• Dataset extract

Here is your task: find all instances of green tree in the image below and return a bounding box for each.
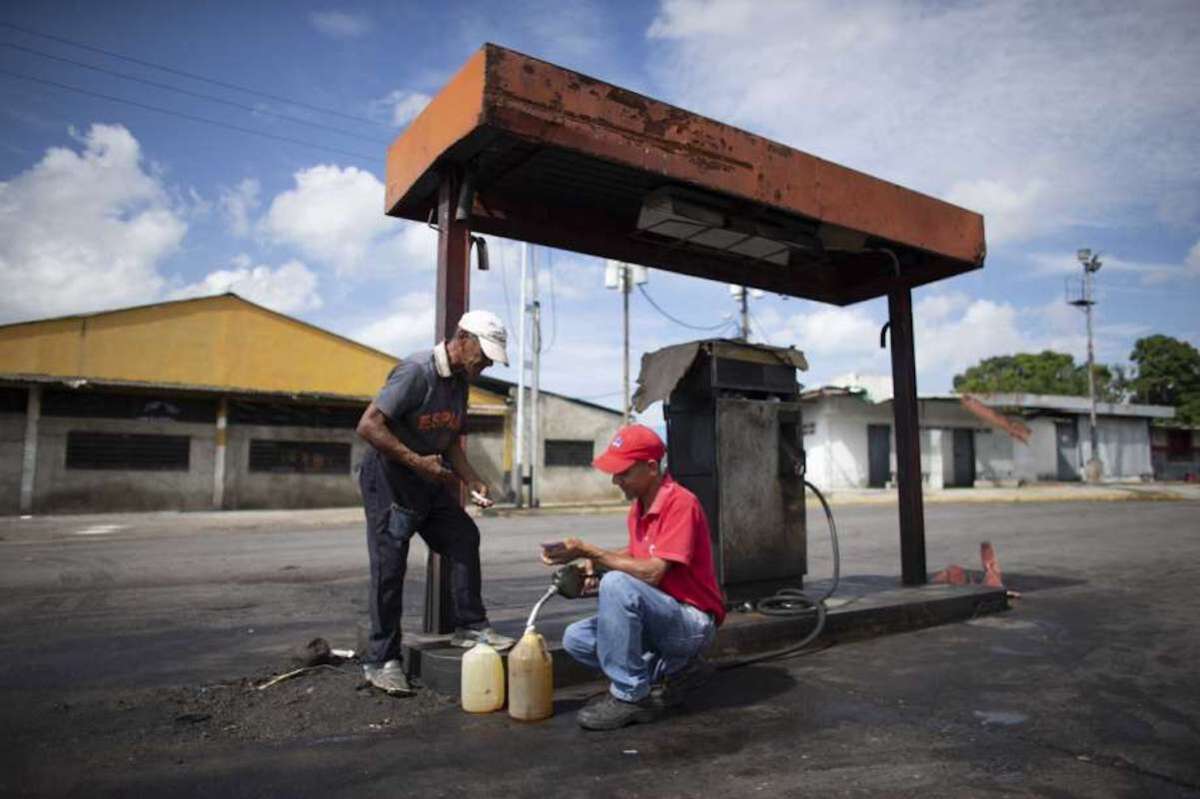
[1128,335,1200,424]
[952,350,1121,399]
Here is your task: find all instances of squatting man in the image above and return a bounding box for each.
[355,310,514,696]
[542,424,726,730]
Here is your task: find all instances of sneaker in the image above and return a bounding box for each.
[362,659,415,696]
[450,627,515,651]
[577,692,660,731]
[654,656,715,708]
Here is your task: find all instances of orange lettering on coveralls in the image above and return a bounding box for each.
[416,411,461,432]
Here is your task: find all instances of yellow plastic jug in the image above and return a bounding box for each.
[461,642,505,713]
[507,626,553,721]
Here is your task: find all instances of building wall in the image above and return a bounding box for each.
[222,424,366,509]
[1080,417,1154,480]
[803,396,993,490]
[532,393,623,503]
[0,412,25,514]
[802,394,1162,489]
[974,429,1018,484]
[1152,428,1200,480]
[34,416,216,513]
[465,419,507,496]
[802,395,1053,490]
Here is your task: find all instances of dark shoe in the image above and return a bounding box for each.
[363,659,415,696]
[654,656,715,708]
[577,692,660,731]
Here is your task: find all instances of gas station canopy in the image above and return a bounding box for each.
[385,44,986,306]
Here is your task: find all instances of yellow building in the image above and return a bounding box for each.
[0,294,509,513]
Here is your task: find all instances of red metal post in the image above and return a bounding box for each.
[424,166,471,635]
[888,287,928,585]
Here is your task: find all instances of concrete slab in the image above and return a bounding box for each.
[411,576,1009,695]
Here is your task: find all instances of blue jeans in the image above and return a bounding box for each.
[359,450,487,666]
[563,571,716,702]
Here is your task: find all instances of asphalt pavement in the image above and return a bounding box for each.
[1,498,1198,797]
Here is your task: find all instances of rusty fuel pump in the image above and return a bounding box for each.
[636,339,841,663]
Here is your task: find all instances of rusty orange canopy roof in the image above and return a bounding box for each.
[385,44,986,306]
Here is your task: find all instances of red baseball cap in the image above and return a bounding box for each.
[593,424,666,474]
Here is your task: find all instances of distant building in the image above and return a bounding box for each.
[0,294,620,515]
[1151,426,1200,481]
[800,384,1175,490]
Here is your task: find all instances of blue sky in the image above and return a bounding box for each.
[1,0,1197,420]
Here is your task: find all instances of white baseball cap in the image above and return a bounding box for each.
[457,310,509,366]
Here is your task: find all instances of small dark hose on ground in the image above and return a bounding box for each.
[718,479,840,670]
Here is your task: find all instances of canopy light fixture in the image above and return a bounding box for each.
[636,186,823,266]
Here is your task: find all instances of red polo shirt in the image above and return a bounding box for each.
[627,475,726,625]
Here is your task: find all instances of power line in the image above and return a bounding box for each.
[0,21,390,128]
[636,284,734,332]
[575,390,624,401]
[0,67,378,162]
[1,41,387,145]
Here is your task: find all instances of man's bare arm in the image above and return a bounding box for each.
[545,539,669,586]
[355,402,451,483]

• Task item
A word-for-word copy of the listing is the goal; keep every picture out of it.

• Answer space
Here is your task: find all instances of green tree in the image below and return a bounding box for each.
[1128,335,1200,424]
[952,350,1121,399]
Here is your task: find all instances of squatting man in the image above and return a bounding box for each.
[355,310,514,696]
[542,424,726,730]
Here is your task: find all instances of sneaker in the image above and return a bounding box for each.
[362,659,415,696]
[450,627,515,651]
[577,692,660,731]
[654,656,715,708]
Here is your task: find all instances of orange lettering on coveralls in the image above and return a bounding box for each.
[416,411,461,432]
Here is your task: find all instances of yellow plastic jug in the image above and return a bounding box for each.
[461,642,505,713]
[507,626,553,721]
Here is your task: find all instances of building wall in the image above and return a bounding box for each.
[222,424,366,509]
[1080,417,1154,480]
[803,396,993,490]
[532,393,623,503]
[0,412,25,514]
[802,394,1162,489]
[974,429,1018,484]
[1152,428,1200,480]
[34,416,216,513]
[465,419,507,496]
[802,395,1053,490]
Here is your task: find all instances of dark shoe in the image above and return a bounding box for each.
[363,659,415,696]
[654,656,715,708]
[577,692,660,731]
Here is your task: find all instances of gas station canopy in the image above and return a bounding box for each.
[385,44,986,306]
Here is your task: find all instances of yellow building in the image above and return a bounding box for each.
[0,294,509,513]
Here is your task: find all instances of red metal post in the image above and return a bounding box for each.
[424,166,471,635]
[888,287,928,585]
Here is your task: find all instances of concrete slab in the image above and return a bounding box for each.
[411,576,1009,695]
Here is your task: find all instances of blue jeans in the image above and return a bounding box for each.
[359,450,487,666]
[563,571,716,702]
Here is your task: find all instances of asphalt pavement in the image above and return a bounding box for each.
[1,498,1198,797]
Here is your task: find all instances of rusty fuel pump in the image above and return a bounding box for each.
[636,339,841,663]
Here is your task: find all instances of rusty orange canopy roof in the image above and return a bounding box for each.
[385,44,986,306]
Here is your task: find all instances of red baseball cap in the image above and return a bounding box for each.
[593,424,666,474]
Here is your task: find all instances of distant building in the image above and return a bounding box for each.
[0,294,620,515]
[1151,426,1200,481]
[800,384,1175,490]
Here is your task: find all instances of blue sky in the image above and return a bounding box for each.
[1,0,1197,420]
Here is your task: find all instances of white baseball cap in the image above and return a bounding box for each.
[457,310,509,366]
Here is your task: find all instances of small dark hose on ground in the image above and return a bounding box for each.
[718,479,840,670]
Here is your task: find all instances of canopy light fixture in the image above and return a bounding box for each.
[636,186,823,266]
Here is your task: find all instances of red polo shirt in the image above and return a bounding box for each.
[627,475,726,625]
Here is your task: find all instances of power line in the image above and return a bounding box for each.
[0,21,390,128]
[636,284,734,332]
[575,390,624,401]
[0,67,378,162]
[1,41,387,145]
Here is your task: find all instances of man's bare arm in the image above and return a bounding box for each.
[545,539,669,586]
[355,402,451,483]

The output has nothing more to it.